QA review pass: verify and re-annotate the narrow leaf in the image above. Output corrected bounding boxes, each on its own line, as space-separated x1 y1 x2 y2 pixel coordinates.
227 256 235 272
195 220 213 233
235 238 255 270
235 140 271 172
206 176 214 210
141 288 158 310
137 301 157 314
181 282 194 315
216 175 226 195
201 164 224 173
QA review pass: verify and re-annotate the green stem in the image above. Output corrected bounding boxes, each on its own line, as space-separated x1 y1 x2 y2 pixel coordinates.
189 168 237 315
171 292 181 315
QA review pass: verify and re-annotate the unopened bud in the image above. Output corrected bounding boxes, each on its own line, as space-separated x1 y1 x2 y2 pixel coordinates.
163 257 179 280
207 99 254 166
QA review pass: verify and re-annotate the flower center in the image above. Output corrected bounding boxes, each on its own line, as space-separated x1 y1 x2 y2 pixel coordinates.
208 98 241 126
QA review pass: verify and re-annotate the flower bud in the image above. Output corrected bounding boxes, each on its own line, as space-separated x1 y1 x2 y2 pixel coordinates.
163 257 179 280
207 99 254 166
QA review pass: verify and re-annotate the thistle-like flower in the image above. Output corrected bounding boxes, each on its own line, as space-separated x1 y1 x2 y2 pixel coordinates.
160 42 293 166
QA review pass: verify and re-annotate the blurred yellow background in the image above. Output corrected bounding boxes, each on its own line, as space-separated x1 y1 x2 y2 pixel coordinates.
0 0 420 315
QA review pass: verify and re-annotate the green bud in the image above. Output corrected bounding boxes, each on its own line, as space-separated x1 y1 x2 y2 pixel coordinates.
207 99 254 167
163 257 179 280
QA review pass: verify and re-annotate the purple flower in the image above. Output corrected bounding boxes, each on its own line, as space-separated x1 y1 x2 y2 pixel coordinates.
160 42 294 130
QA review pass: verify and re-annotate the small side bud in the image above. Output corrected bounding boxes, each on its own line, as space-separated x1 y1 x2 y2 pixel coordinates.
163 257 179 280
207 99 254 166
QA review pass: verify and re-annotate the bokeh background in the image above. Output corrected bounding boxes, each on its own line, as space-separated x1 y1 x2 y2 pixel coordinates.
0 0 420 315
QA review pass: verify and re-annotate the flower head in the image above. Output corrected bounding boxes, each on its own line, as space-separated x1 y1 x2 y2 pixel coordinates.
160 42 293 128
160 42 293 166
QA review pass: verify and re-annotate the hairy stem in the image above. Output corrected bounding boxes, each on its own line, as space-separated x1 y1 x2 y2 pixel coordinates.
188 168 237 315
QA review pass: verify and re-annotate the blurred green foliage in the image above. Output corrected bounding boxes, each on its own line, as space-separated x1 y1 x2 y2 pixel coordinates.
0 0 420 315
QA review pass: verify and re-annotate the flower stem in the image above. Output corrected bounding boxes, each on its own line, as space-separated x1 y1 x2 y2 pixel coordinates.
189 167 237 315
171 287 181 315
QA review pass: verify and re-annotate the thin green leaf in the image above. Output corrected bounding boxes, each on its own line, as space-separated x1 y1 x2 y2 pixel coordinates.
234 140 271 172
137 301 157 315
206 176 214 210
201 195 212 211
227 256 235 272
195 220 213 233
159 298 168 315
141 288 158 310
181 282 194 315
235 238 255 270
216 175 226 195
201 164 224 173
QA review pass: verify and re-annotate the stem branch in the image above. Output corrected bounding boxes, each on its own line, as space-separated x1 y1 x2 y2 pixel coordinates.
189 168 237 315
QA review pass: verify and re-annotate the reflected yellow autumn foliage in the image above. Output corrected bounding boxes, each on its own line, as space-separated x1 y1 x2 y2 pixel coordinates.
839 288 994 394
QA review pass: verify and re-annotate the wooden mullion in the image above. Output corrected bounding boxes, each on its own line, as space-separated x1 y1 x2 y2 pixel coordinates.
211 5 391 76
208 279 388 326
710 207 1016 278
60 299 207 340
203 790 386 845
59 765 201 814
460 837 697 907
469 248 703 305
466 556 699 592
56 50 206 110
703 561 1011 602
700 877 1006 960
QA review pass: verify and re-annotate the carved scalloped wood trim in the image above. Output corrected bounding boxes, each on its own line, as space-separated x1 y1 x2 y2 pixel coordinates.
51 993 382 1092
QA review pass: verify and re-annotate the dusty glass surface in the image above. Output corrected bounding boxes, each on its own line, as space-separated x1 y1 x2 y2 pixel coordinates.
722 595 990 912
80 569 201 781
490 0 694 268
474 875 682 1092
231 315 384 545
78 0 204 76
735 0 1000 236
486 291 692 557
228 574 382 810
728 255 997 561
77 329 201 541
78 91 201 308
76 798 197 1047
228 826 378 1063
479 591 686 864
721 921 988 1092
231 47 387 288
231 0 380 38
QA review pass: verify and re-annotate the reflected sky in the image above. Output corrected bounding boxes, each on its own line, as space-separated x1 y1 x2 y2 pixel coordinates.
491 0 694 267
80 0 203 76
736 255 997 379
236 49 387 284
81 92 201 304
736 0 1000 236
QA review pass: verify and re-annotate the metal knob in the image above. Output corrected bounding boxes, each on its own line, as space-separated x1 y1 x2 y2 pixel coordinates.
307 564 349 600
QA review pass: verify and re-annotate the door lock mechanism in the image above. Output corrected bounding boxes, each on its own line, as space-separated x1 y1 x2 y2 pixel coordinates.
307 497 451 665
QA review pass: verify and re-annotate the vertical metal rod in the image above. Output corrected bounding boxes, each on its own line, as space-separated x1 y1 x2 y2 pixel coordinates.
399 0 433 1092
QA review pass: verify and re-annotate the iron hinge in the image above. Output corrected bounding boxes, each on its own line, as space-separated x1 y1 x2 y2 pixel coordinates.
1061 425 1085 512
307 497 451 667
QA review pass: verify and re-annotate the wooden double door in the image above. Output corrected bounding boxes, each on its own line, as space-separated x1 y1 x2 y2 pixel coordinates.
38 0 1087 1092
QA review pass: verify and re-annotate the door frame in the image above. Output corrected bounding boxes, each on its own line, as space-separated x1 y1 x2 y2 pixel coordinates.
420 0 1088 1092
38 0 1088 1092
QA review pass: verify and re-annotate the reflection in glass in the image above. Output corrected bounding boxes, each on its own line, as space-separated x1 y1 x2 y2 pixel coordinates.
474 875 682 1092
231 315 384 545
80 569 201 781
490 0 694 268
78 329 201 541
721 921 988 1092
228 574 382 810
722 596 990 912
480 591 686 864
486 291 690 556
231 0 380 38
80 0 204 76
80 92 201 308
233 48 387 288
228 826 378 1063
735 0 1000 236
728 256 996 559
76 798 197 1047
----------------------------------------
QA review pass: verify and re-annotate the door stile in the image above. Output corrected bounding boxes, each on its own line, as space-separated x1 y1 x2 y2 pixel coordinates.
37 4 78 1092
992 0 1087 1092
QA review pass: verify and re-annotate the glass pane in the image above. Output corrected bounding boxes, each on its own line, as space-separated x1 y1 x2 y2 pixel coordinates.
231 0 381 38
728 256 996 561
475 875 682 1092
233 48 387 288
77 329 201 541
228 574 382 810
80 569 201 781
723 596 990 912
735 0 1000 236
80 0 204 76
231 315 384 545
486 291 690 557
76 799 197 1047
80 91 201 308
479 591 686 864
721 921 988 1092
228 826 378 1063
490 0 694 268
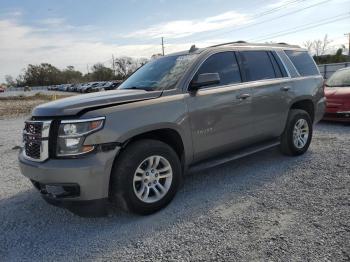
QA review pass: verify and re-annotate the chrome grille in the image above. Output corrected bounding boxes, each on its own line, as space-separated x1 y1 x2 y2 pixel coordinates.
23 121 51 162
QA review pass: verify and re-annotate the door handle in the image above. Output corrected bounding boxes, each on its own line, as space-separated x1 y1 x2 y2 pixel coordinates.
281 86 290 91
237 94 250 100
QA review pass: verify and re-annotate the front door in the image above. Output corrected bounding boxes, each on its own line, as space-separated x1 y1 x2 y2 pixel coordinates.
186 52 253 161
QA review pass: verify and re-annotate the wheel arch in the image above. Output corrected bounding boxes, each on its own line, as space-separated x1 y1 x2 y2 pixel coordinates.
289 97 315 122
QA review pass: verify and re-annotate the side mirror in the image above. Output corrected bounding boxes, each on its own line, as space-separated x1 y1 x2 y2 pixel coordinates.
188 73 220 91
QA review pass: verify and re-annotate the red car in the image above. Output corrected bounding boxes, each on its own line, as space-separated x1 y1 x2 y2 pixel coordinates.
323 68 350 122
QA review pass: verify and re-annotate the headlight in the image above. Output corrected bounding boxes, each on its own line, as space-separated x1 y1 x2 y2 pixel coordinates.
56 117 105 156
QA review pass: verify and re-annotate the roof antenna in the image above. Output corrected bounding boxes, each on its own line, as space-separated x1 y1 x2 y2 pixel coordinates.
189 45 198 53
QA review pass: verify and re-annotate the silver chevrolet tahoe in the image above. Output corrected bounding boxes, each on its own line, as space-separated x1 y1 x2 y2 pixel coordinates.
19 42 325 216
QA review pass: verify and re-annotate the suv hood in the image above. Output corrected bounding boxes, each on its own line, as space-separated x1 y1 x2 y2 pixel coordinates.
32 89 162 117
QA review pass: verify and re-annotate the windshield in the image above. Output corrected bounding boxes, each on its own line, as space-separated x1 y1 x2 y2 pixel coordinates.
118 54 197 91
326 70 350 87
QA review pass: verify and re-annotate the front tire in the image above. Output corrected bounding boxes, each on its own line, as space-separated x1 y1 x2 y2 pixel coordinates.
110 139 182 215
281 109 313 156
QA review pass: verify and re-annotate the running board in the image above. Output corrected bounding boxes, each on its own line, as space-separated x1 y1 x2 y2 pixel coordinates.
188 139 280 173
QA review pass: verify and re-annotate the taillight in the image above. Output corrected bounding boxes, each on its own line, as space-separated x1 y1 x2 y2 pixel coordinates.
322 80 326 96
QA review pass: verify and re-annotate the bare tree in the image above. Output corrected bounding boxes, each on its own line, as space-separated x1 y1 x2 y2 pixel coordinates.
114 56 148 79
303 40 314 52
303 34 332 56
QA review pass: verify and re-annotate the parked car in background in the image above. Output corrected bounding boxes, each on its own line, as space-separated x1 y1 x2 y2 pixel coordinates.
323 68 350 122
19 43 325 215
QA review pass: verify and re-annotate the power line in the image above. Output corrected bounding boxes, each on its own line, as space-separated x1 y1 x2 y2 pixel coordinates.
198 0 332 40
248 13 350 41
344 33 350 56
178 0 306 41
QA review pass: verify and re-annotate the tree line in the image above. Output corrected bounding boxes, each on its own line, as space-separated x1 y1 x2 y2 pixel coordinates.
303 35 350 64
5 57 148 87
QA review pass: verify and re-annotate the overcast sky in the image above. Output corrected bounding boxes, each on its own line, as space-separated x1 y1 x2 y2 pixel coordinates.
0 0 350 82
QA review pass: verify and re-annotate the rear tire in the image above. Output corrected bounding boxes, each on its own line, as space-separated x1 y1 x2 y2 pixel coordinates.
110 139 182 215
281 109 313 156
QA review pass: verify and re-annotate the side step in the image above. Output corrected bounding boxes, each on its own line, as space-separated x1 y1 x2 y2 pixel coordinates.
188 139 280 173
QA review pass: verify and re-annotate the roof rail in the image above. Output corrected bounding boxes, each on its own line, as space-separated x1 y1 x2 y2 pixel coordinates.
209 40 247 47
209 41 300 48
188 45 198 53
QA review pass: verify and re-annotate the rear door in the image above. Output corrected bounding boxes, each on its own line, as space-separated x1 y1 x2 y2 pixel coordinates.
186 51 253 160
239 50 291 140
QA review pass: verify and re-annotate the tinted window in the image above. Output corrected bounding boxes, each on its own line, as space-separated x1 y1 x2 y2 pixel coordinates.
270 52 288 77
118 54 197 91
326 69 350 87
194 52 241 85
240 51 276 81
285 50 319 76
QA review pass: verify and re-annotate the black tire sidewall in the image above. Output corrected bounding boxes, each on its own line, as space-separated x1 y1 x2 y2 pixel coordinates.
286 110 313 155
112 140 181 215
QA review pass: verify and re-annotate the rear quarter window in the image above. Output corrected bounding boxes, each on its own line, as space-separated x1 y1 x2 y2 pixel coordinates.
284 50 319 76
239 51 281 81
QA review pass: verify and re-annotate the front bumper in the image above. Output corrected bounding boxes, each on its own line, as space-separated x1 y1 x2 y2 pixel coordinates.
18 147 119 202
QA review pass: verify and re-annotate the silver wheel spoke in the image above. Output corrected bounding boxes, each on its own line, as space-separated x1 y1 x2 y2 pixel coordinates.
----------------------------------------
▶ [REQUIRED WORK] Present the lines above as a numbered list, starting with the line that contains "QA review pass: verify and re-annotate the narrow" and ending with the line that contains "208 98 241 126", both included. Leave out any blank lines.

▶ [ANSWER FOR THIS EXERCISE]
1. QA review pass: verify and re-annotate the narrow leaf in the image above. Output corrected bounding boxes, each on its own line, as space-separated x1 y1 x2 y2 pixel coordinates.
2. 227 256 235 272
3. 195 220 213 233
4. 235 238 255 270
5. 235 140 271 172
6. 206 176 214 210
7. 141 288 158 310
8. 137 301 157 314
9. 181 282 194 315
10. 216 175 226 195
11. 201 164 224 173
12. QA review pass: verify and re-annotate the green stem in the image above. Output corrected bounding boxes, each on its own line, as space-separated x1 y1 x2 y2 pixel coordinates.
13. 189 168 237 315
14. 171 292 181 315
15. QA review pass: verify and re-annotate the unopened bud in the image above. Output corrected bounding boxes, each on its own line, as space-separated x1 y1 x2 y2 pixel coordinates.
16. 163 257 179 280
17. 207 99 254 166
18. QA review pass: verify and re-annotate the flower center in the image above. Output corrected bounding boxes, each on its own line, as space-separated x1 y1 x2 y2 pixel coordinates.
19. 208 98 241 126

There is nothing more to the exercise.